Compito A: Riporta fedelmente la parte del brano sullo sciopero in Sudan che parte da "Niente in confronto" e termina con "con una strage.".
Compito B: Riassumi in due frasi il brano sullo sciopero in Sudan.

Brano di lettura:
═══

Come se niente fosse. O quasi. Dopo che il massacro di manifestanti inermi dello scorso 3 giugno ha bruscamente interrotto i negoziati tra la giunta militare salita al potere due mesi fa e il composito fronte di forze sociali e politiche che insiste per un governo di transizione civile e democratico, il terzo giorno di sciopero generale e di «disobbedienza civile totale» in Sudan è andato in scena senza esitazioni: strade deserte, negozi chiusi, uffici vuoti, l’adesione è stata anche ieri massiccia malgrado il ripetersi di intimidazioni e arresti – ad esempio nel caso dei lavoratori dell’aeroporto internazionale di Khartoum.

Niente in confronto a quanto sarebbe accaduto nel Darfur centrale, secondo quanto denunciano il sito d’informazione Al Rakoba e l’Associazione dei professionisti sudanesi, l’organizzazione di medici, avvocati, giornalisti e altri settori che ha guidato fin dall’inizio le mobilitazioni in tutto il paese: l’adesione del villaggio di Dilig alla protesta nazionale sarebbe stata punita dalle tristemente note milizie Janjaweed con una strage.

Non per niente si parla di Janjaweed 2 per identificare le forze che lunedì scorso hanno brutalmente represso il sit in dei manifestanti nella capitale, uccidendo oltre 100 persone e gettandone in molti casi i corpi nel Nilo. Ora si chiamano Rapid Support Forces e a guidarle è sempre il generale Mohamed Hamdan Dagalo, detto “Hemeti”, uomo forte dell’attuale Consiglio militare di transizione (Tmc), il primo dei fedelissimi di Bashir a scaricarlo, sempre in prima fila – dal Darfur allo Yemen – quando c’è da menare le mani.

═══

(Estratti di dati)

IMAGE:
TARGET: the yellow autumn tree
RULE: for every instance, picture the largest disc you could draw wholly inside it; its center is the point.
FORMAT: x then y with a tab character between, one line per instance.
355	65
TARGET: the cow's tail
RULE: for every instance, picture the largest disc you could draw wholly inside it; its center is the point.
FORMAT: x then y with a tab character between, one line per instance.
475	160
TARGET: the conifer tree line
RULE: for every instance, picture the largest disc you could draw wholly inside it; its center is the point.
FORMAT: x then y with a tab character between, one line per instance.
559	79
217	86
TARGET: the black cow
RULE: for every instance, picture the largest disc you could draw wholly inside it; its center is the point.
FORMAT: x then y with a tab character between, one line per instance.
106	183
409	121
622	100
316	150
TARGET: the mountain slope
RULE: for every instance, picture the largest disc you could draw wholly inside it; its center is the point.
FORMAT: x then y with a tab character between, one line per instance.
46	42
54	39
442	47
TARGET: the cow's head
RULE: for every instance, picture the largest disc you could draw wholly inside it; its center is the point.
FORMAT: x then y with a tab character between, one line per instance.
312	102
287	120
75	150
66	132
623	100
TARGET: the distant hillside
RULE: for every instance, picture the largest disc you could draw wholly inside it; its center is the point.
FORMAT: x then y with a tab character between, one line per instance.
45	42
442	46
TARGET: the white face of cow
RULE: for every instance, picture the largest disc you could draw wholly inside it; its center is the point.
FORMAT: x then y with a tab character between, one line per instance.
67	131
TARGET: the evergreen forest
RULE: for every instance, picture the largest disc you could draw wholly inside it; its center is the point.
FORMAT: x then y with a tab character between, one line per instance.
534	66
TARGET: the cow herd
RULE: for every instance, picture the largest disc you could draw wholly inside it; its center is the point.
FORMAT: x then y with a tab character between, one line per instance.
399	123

═══

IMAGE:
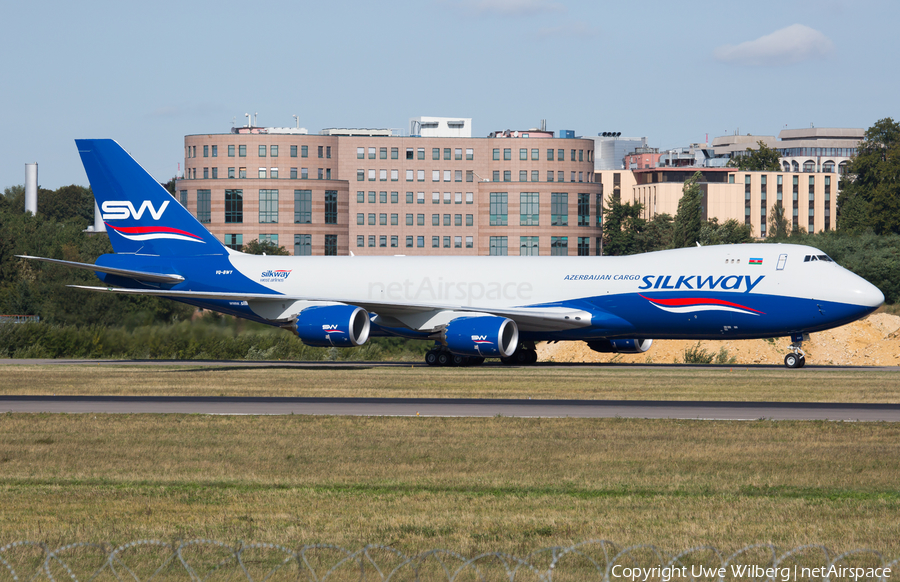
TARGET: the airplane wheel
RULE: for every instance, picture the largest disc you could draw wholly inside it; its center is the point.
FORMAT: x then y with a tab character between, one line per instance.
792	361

═══

Risposta A:
Niente in confronto a quanto sarebbe accaduto nel Darfur centrale, secondo quanto denunciano il sito d’informazione Al Rakoba e l’Associazione dei professionisti sudanesi, l’organizzazione di medici, avvocati, giornalisti e altri settori che ha guidato fin dall’inizio le mobilitazioni in tutto il paese: l’adesione del villaggio di Dilig alla protesta nazionale sarebbe stata punita dalle tristemente note milizie Janjaweed con una strage.

Risposta B: Nonostante intimidazioni e arresti, in Sudan il terzo giorno di sciopero generale e di disobbedienza civile ha registrato un'adesione massiccia, dopo che il massacro di manifestanti del 3 giugno aveva interrotto i negoziati tra la giunta militare e il fronte che chiede un governo di transizione civile e democratico. Secondo Al Rakoba e l'Associazione dei professionisti sudanesi, le milizie Janjaweed avrebbero punito con una strage l'adesione del villaggio di Dilig alla protesta, mentre le Rapid Support Forces guidate dal generale Mohamed Hamdan Dagalo, detto "Hemeti", hanno represso il sit-in nella capitale uccidendo oltre 100 persone.